[YOUR TASK]:
Wherever the string "birds" appears in a line of the listing below, report that line.

[DATA]:
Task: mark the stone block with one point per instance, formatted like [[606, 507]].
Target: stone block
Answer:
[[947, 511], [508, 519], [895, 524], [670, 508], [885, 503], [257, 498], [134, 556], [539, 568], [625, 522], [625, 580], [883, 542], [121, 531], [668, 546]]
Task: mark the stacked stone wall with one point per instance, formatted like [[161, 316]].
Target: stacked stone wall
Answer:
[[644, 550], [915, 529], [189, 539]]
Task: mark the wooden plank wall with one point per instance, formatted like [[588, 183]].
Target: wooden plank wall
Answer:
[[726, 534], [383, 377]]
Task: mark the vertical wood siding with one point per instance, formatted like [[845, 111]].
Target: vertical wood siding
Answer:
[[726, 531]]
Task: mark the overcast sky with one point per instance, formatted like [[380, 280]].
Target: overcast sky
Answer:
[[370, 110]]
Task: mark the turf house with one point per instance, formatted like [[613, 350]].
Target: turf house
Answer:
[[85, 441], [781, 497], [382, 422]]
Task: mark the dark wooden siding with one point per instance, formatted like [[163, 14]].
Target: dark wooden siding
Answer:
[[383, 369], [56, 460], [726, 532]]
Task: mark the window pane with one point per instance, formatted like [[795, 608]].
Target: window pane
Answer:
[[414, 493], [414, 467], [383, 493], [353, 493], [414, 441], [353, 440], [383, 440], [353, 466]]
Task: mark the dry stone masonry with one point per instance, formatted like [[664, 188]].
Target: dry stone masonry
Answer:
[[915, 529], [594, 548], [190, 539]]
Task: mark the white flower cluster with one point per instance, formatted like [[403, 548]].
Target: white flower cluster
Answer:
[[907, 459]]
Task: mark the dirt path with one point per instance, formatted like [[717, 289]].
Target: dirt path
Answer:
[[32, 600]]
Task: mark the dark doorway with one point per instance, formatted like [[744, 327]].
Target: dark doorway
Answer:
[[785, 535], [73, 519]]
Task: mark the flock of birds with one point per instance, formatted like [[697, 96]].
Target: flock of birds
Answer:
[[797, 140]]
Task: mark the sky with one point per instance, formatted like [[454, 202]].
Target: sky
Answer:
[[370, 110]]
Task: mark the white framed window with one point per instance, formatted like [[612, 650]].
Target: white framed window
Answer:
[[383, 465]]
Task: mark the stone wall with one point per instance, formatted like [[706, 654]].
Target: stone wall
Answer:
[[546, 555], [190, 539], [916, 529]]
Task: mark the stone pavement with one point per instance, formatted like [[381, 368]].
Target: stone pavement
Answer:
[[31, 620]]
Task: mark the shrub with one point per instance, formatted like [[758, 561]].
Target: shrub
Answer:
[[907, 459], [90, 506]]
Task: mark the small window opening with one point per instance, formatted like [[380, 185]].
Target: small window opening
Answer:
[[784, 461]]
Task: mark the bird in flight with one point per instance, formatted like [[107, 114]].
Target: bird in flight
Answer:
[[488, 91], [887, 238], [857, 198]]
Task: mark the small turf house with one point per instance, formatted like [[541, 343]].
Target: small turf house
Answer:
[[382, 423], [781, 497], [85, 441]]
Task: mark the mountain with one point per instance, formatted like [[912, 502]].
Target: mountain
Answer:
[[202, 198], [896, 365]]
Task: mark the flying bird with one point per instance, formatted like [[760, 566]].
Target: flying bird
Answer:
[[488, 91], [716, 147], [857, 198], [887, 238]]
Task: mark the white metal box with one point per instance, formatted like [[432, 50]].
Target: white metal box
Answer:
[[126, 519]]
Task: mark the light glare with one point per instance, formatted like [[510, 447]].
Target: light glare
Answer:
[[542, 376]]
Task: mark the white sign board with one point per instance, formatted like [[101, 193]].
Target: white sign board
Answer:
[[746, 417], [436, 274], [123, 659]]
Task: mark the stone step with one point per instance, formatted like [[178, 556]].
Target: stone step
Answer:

[EXERCISE ANSWER]:
Task: mark the flock of birds with one point per instance, formatted like [[697, 96]].
Target: flock of birds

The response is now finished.